>> BEGIN Raw records

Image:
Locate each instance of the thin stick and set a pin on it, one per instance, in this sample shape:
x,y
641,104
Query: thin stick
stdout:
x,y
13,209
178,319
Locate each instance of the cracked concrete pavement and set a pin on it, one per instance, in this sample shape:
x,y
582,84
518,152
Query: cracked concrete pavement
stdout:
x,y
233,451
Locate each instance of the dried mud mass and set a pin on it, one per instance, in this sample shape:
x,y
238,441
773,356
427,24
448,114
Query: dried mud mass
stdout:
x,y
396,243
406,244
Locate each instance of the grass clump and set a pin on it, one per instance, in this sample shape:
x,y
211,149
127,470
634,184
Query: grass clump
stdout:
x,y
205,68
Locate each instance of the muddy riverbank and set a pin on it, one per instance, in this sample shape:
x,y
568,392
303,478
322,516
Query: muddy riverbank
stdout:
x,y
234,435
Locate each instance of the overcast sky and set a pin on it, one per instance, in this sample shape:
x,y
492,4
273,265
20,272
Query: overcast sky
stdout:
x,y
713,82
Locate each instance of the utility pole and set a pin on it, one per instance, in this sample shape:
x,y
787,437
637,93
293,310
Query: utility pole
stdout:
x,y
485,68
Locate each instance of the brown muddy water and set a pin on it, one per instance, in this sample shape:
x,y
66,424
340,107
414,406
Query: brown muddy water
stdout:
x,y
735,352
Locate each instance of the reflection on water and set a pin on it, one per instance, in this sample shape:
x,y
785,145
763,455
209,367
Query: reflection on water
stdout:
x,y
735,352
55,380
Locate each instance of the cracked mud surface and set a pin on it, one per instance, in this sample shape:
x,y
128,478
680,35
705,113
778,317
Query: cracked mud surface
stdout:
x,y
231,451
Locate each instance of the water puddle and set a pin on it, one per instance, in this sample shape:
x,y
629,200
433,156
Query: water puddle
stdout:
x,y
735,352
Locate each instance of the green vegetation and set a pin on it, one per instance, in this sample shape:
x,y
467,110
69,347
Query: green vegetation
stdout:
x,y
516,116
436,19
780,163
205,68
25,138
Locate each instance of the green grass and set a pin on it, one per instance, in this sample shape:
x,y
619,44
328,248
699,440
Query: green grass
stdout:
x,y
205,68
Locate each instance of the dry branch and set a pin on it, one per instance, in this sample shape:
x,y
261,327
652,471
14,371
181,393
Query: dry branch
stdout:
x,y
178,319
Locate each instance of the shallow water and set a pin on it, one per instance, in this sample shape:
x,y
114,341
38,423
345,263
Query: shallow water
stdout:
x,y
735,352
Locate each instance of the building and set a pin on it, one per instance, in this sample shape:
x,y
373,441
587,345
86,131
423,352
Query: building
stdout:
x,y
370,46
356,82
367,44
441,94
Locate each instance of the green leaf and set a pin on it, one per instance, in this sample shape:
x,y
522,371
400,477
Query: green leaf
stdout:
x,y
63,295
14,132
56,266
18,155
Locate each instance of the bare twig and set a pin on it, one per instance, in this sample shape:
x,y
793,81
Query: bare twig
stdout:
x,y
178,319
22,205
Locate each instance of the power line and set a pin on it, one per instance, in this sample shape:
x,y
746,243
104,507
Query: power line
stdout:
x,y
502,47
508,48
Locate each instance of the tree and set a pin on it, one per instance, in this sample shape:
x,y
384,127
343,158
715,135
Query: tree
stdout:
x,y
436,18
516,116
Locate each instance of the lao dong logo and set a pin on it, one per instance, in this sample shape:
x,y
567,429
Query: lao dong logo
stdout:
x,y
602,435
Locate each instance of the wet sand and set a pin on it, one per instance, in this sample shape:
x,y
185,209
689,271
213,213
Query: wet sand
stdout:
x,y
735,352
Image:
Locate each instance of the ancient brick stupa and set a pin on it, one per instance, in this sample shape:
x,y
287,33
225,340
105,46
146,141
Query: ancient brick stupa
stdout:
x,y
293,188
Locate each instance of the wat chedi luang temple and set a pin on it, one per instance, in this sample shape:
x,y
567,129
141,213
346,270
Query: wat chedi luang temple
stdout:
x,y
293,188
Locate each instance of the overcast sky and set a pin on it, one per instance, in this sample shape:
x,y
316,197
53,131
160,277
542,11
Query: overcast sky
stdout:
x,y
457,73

>> END Raw records

## Challenge
Copy out all of the data above, replacing "set a pin" with "place a marker" wherever it occurs and keeping everything else unchanged.

## Result for this exercise
Image:
Locate each instance of the thin stick and place a marker on it, one per instance, in this sample shape:
x,y
641,104
Query: thin stick
stdout:
x,y
13,209
178,319
Locate each instance of the cracked concrete pavement and place a marker on it, one per instance, in this sample shape:
x,y
582,84
518,152
Query: cracked concrete pavement
stdout:
x,y
233,451
Locate each instance of the dried mud mass and place a marker on it, one per instance, in this sample shape:
x,y
238,441
773,356
427,24
448,114
Query: dried mud mass
stdout:
x,y
396,243
406,244
Locate each instance of the grass clump and place a marker on it, one per instance, in this sample shape:
x,y
211,149
127,470
634,184
Query: grass clump
stdout:
x,y
205,68
Locate each instance of the muddy riverbank and place a marker on it, one per instance, in this sample shape:
x,y
568,392
303,478
322,516
Query: muddy riverbank
stdout:
x,y
234,435
Locate each instance of the overcast sky and place a marker on it, one per instance, in this sample shape:
x,y
492,4
273,265
20,272
Query: overcast sky
stdout:
x,y
713,82
Locate each instance of the utility pole and place a marker on it, one per instance, in this sample shape:
x,y
787,437
637,93
293,310
Query: utility pole
stdout:
x,y
485,68
Locate each instance of the brown muddy water and place a marker on it, one per instance, in this sample shape:
x,y
66,424
340,107
414,406
Query: brown muddy water
stdout:
x,y
735,352
Locate each instance of the reflection on water and place a marker on it, one per instance, in this sample shape:
x,y
785,145
763,455
209,367
Query: reflection on water
stdout:
x,y
735,352
55,380
Locate each instance of the cracked mud surface and place a marker on it, one per instance, in this sample shape:
x,y
128,478
680,35
705,113
778,317
Query: cracked mud surface
stdout:
x,y
231,451
Locate each instance of the water puddle and place a marker on it, one per instance, in this sample shape:
x,y
629,200
433,156
Query: water puddle
stdout:
x,y
735,352
Locate each instance of the green vegetation and place a marker on it, one per instance, in this sample shape:
x,y
467,110
69,347
Query: green vegetation
stdout:
x,y
516,116
436,19
780,163
205,68
25,138
Locate each instance of the green grass and place a marker on it, one per instance, in this sample shape:
x,y
619,44
328,248
699,440
Query: green grass
stdout:
x,y
205,68
Locate each instance of the dry branch and place a marker on it, one per instance, in this sample shape:
x,y
261,327
652,471
14,371
181,393
Query: dry branch
stdout:
x,y
178,319
Locate each instance of the shallow water and place a marker on it, one per instance, in this sample shape:
x,y
114,341
38,423
345,263
Query: shallow water
stdout:
x,y
735,352
Locate each instance of the building and place a marker on it, one per instance, in this sample shape:
x,y
373,441
587,345
86,131
423,352
Query: building
stdout:
x,y
370,46
356,82
367,44
441,94
Locate each instance of the green leaf and place a marker on it, one per instance, in this sample shape:
x,y
522,371
400,477
Query: green leaf
stdout:
x,y
63,295
14,132
56,266
18,155
Locate each instance of the bare twig and place a marker on it, one per instance, in this sample shape:
x,y
793,81
Query: bare twig
stdout:
x,y
178,319
22,205
Locate each instance of the power line and place a marker on it, one per instance, in this sample shape:
x,y
746,243
104,507
Query: power line
stdout:
x,y
502,47
508,48
Locate each instance of the tree and place a marker on it, one per instance, in this sample shape:
x,y
384,127
343,158
715,135
Query: tree
stdout:
x,y
436,18
516,116
Locate each instance of the lao dong logo and place a marker on it, one per instance, in this sample shape:
x,y
567,429
Query: lao dong logo
stdout:
x,y
602,435
Locate each instance of the wet sand and place a marker on it, one per instance, in this sample shape:
x,y
185,209
689,271
213,213
Query: wet sand
stdout:
x,y
735,352
Image:
Locate each instance of the ancient brick stupa and place a marker on it, one per instance, in this sample shape:
x,y
287,33
225,340
105,46
146,141
Query: ancient brick stupa
stdout:
x,y
293,188
Locate each instance of the wat chedi luang temple and place a marker on it, one per instance, in this sample shape:
x,y
567,129
141,213
346,270
Query: wat chedi luang temple
stdout:
x,y
293,188
Locate each instance of the overcast sky and place a marker on it, one per instance, in this sample shape:
x,y
316,197
53,131
160,277
542,11
Query: overcast sky
stdout:
x,y
457,73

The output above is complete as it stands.